→ Input data:
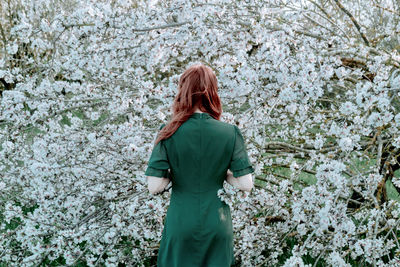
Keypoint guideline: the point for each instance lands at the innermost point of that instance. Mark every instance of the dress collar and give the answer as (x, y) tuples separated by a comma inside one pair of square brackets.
[(200, 115)]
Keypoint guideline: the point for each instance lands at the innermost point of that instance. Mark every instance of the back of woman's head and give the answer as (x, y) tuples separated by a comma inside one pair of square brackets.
[(197, 88)]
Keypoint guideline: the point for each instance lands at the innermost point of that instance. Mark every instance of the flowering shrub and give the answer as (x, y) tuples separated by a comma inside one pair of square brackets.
[(313, 85)]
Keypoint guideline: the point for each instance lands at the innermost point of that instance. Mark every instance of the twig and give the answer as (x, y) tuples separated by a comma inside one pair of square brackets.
[(354, 21)]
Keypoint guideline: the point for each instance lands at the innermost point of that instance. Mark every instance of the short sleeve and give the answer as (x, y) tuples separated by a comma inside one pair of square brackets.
[(240, 164), (158, 164)]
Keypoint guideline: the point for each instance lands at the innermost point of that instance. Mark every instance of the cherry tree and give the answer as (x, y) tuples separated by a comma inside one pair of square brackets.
[(314, 86)]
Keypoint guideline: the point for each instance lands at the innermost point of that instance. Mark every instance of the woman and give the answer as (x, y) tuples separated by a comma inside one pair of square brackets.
[(197, 152)]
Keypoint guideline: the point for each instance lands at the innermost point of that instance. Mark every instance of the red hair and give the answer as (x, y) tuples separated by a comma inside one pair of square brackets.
[(197, 87)]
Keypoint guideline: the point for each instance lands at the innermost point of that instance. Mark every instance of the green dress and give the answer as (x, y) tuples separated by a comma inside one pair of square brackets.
[(198, 226)]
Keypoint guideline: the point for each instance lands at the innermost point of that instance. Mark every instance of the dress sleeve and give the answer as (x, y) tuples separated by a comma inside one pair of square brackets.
[(158, 164), (240, 164)]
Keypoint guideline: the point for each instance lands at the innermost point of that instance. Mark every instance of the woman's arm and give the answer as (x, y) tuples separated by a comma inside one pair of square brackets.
[(244, 182), (156, 184)]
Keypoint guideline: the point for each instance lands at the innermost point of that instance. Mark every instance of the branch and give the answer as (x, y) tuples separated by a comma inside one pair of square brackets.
[(353, 20)]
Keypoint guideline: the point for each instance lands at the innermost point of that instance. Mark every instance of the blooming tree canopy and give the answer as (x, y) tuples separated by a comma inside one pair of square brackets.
[(314, 86)]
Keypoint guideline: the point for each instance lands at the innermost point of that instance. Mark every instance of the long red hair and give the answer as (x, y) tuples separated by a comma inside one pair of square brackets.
[(198, 87)]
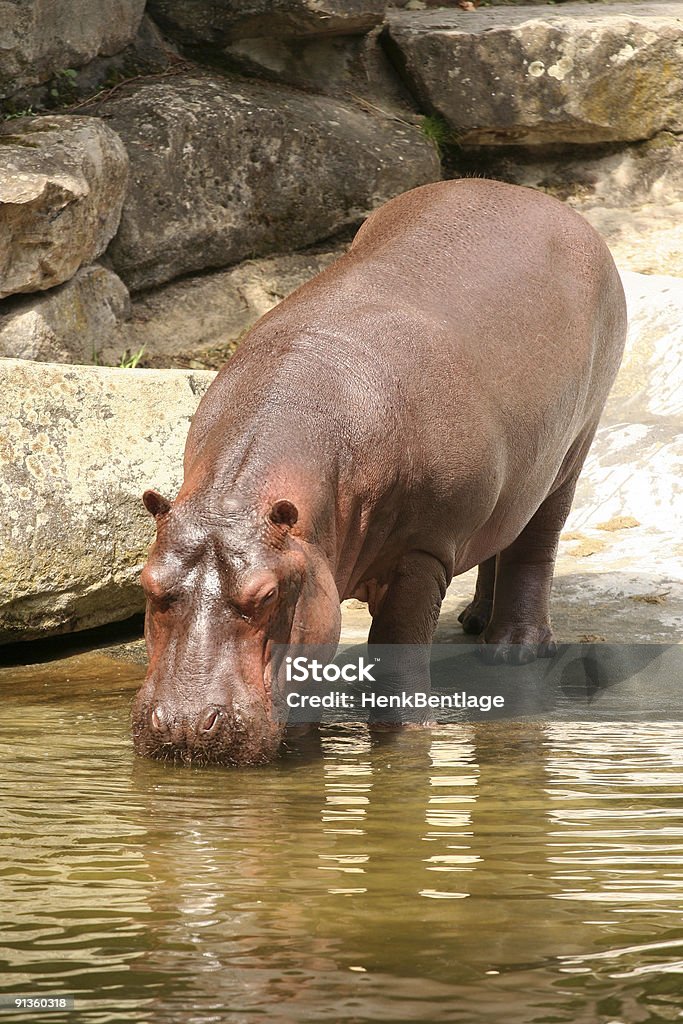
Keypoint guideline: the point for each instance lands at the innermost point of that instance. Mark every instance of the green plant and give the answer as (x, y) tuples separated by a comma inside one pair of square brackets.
[(436, 130), (128, 360)]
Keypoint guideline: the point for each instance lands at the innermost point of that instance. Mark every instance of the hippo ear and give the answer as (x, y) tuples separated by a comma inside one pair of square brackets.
[(156, 504), (284, 513)]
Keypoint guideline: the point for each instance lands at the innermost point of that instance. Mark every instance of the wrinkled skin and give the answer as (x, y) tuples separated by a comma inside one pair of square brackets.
[(423, 406)]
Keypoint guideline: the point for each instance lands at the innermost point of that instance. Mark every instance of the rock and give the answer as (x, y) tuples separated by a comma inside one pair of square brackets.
[(79, 322), (39, 39), (201, 318), (529, 75), (204, 23), (622, 541), (62, 182), (78, 445), (632, 196), (335, 66), (223, 170)]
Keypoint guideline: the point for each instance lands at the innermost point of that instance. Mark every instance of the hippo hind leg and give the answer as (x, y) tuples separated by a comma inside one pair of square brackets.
[(519, 628), (475, 616)]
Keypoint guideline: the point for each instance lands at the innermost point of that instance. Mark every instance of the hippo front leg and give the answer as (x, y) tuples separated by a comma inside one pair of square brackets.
[(519, 629), (408, 615)]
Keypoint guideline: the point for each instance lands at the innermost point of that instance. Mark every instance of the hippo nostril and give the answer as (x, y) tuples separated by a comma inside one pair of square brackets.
[(158, 718), (209, 723)]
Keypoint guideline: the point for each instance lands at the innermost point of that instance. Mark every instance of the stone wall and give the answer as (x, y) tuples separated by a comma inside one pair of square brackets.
[(170, 171), (266, 127)]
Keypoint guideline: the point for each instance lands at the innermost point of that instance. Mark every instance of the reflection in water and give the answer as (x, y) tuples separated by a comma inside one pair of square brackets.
[(514, 871)]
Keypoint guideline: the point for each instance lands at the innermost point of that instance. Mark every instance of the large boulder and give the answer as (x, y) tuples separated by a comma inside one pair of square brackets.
[(78, 446), (538, 75), (199, 321), (223, 170), (38, 39), (62, 182), (79, 322), (208, 24)]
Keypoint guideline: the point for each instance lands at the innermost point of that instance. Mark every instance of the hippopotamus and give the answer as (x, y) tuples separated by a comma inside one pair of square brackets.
[(422, 407)]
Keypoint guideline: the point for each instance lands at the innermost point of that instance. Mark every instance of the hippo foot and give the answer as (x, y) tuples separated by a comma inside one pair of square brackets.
[(517, 645), (475, 616)]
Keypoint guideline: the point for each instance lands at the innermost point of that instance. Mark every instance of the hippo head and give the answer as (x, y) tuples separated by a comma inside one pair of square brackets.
[(222, 588)]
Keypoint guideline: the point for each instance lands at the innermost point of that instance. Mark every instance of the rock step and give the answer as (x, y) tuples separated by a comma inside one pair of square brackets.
[(527, 75), (221, 170)]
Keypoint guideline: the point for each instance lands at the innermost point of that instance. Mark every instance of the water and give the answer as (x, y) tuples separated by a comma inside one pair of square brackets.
[(488, 871)]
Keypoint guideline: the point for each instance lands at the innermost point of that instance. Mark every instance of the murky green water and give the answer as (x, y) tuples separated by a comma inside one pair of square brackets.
[(476, 872)]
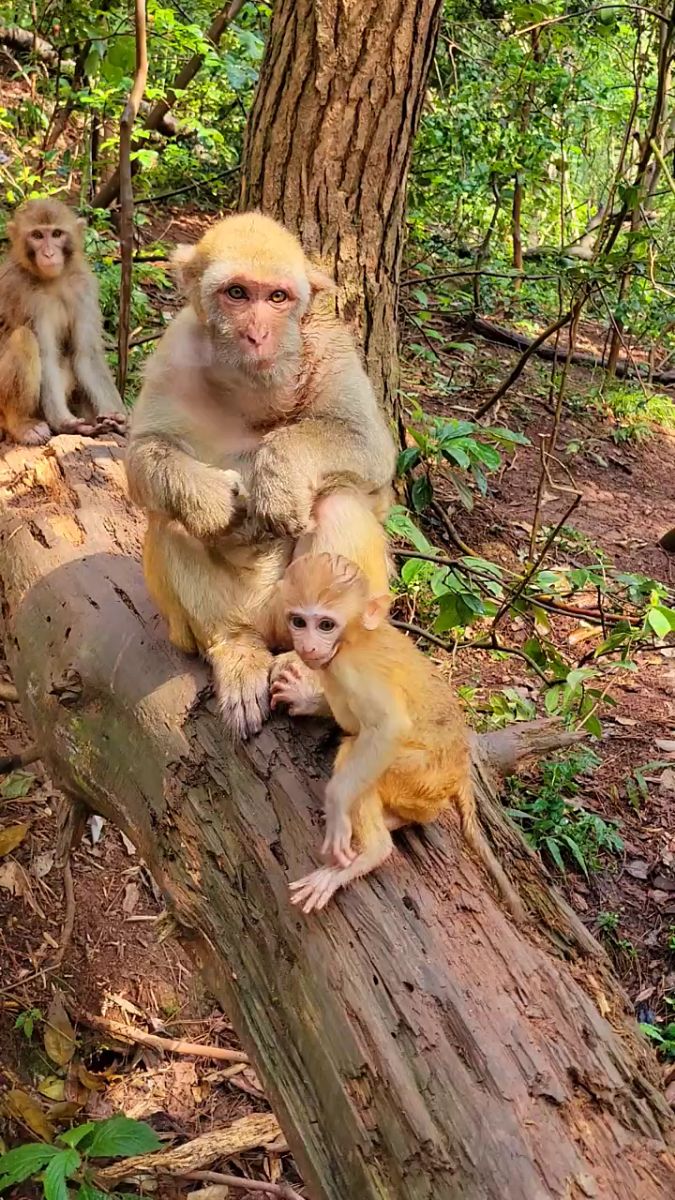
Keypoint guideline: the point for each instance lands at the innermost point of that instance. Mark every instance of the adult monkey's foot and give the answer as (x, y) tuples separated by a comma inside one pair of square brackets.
[(242, 678)]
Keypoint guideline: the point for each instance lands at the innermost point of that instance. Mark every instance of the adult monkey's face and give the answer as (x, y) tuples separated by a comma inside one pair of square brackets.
[(250, 282)]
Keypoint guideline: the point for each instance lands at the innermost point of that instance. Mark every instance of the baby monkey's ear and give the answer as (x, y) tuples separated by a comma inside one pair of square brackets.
[(376, 611)]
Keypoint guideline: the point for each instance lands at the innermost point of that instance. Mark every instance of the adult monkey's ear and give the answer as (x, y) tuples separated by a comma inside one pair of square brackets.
[(185, 267), (320, 281)]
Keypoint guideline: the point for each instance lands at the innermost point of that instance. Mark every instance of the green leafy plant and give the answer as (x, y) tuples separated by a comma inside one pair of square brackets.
[(27, 1021), (663, 1036), (69, 1163), (461, 448), (555, 823)]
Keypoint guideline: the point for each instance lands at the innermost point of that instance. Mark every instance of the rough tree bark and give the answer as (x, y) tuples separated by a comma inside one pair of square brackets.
[(416, 1045), (329, 141)]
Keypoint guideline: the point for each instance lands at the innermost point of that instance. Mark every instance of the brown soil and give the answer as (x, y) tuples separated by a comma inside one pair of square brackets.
[(627, 503)]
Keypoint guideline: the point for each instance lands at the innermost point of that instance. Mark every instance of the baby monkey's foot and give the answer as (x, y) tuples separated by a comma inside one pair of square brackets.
[(338, 843), (296, 688), (35, 435), (111, 423), (316, 889)]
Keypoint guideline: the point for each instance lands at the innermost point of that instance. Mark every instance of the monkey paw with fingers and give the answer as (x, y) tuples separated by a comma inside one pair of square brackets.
[(215, 507), (294, 687), (243, 687), (315, 891), (111, 423)]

→ Your goal:
Copy the data between the lines holding "the rock step" and "[(376, 611)]", inclusive. Scale every point coordinate in the answers by 0.9, round each to a whole number with halves going up, keep all other text unchanged, and leave out the picture line.

→ Answer to the problem:
Keypoint guideline: the point for each instance lands at the innermost point of that instance. Mark every instance of the rock step and give the answer as (x, y) tuples separated by a comma inside one pair of square brackets.
[(474, 68), (199, 153)]
Keypoint guideline: the point for each instance lands at the innermost point of that instance. Mark every instance of the water and give the answer as (x, y) tuples separated by a comma inside one pair of square brackets.
[(439, 784)]
Keypoint guideline: the point for each instance lands at the innermost point of that instance. Mark every instance of the murky green water and give the answer as (x, y) tuples separated by a comma inside one pair of square brackets.
[(428, 785)]
Keypoint guideline: the point for each instance lands at the innermost point of that instance. Mark every instance of the adult monkey's foot and give the answer as (x, y) tuples separated by a comma inside one pair of square brackets.
[(218, 610)]
Keypoint guideline: the point for each instance lands at the innermost point of that instance. Mark every instance of the adult monkey's face and give the answer as (x, y) tuples separated by a comma inside one pair of square brackets.
[(225, 254)]
Keypoint guideline: the point for each instance lands at the innermost point of that instance. Mark every instance of the baby monkey's ear and give the answer as (x, y) tuples separated by a comma inside one pair of square brackets.
[(338, 550)]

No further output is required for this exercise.